## Выбранный отрывок

====

Письмо Макарова:
Тут идет жестокая война, очень опасная для Родины, хотя и за пределами ее границ. (как тогда это предвидеть — Ланк)
Перевес неприятеля в силах тревожит меня. Русский флот, ты знаешь, творил и не такие чудеса, но я чувствую, о чем ты пока не кому не скажешь! что нам и мне в том числе словно бы мешает не адмирал Того нет, а как бы с боку подталкивают, как бы подкрадываются сзади. Кто? Не знаю! Душа моя в смятенье, чего я никогда не испытывал. Начинаю уже чего–то улавливать, но смутно пока. Вот Верещагин Василий Витальевич что-то мне пытается объяснить, но сбивчиво, как все художники и поэты. Ты им не очень верь, публика эта шальная. Доверяй только людям основательным. Вот такое у меня настроение, сынок. Но знаешь об этом пока ты один. Молчи, как положено мужчине, но запомни.

====

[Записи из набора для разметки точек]

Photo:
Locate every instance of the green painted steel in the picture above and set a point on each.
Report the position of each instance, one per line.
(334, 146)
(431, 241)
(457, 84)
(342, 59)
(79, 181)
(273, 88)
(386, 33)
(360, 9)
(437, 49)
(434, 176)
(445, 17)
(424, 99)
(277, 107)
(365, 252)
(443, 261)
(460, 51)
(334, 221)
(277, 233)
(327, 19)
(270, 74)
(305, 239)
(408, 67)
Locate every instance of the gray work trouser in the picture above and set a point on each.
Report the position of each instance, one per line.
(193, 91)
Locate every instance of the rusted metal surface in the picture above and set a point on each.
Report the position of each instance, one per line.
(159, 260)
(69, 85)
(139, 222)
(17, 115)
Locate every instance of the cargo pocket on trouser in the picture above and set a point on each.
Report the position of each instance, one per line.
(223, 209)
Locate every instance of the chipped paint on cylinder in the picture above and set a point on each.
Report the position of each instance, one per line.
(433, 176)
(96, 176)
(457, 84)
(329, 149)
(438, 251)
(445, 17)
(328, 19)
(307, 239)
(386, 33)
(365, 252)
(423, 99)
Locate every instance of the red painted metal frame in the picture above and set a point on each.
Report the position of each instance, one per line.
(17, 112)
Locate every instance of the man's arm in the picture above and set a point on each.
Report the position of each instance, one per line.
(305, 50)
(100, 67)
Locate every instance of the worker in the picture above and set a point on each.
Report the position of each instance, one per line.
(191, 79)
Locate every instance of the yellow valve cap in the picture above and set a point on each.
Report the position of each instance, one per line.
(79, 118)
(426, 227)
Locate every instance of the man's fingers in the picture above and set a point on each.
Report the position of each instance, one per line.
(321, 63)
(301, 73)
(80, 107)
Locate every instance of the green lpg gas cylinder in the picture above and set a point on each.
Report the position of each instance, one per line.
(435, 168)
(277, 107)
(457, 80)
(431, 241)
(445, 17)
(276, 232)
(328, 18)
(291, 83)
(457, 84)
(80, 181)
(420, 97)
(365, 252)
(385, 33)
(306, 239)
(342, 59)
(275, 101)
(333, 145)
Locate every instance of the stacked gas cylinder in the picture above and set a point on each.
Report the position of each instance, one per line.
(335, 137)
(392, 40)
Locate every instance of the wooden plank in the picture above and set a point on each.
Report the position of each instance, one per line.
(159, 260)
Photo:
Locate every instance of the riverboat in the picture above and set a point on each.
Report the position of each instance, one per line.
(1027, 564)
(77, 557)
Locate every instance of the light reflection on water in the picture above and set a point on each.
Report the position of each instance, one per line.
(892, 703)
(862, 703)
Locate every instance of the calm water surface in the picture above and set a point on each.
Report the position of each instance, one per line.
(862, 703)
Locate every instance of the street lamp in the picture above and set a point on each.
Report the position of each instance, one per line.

====

Что, согласно отрывку, тревожит Макарова? Эти строки никак не связаны с отрывком.

## Выполненное задание
Перевес неприятеля в силах.